━━ Supplied material
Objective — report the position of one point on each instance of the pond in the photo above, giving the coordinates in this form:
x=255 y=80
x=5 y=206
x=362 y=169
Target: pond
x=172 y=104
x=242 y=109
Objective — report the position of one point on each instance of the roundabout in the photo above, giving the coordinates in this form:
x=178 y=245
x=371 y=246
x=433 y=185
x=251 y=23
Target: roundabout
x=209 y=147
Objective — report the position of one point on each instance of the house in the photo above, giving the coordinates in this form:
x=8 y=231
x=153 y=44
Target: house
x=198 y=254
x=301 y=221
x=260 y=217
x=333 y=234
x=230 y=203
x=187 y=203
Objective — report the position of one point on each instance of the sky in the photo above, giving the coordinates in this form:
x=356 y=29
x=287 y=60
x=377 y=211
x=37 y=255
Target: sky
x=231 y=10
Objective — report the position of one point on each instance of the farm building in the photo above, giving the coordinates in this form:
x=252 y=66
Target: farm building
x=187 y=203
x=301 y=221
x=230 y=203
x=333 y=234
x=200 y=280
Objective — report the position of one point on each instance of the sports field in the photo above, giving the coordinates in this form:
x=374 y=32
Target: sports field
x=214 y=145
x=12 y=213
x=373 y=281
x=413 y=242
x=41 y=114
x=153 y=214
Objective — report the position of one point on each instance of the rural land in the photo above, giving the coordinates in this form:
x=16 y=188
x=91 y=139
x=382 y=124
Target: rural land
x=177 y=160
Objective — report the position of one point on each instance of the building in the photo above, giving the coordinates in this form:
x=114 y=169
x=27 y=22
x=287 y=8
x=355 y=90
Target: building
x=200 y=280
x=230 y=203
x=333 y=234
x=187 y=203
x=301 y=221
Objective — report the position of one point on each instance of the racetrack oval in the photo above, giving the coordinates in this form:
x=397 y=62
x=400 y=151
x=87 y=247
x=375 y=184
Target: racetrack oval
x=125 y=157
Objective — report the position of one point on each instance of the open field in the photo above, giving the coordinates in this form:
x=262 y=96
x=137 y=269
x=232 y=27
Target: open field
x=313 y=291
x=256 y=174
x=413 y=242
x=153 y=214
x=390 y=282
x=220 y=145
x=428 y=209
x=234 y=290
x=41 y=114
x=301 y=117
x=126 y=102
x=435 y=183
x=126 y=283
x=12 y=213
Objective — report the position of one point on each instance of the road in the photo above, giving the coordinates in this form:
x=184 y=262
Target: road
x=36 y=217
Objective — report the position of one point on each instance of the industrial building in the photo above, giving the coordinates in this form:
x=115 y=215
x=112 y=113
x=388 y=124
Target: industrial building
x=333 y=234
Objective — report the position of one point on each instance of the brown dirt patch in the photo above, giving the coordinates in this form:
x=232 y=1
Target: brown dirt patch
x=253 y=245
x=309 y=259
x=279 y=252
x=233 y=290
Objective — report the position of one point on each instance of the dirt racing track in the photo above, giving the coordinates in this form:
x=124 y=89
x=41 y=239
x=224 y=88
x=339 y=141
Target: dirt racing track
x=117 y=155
━━━━
■ What is asked
Reproduce verbatim the lines starting at the first line of the entries and ending at the line containing "x=242 y=109", with both of those lines included.

■ Result of this exercise
Objective — report the position of one point on each instance of the pond in the photo above, giving the coordinates in this form:
x=255 y=80
x=5 y=206
x=362 y=169
Target: pond
x=172 y=104
x=242 y=109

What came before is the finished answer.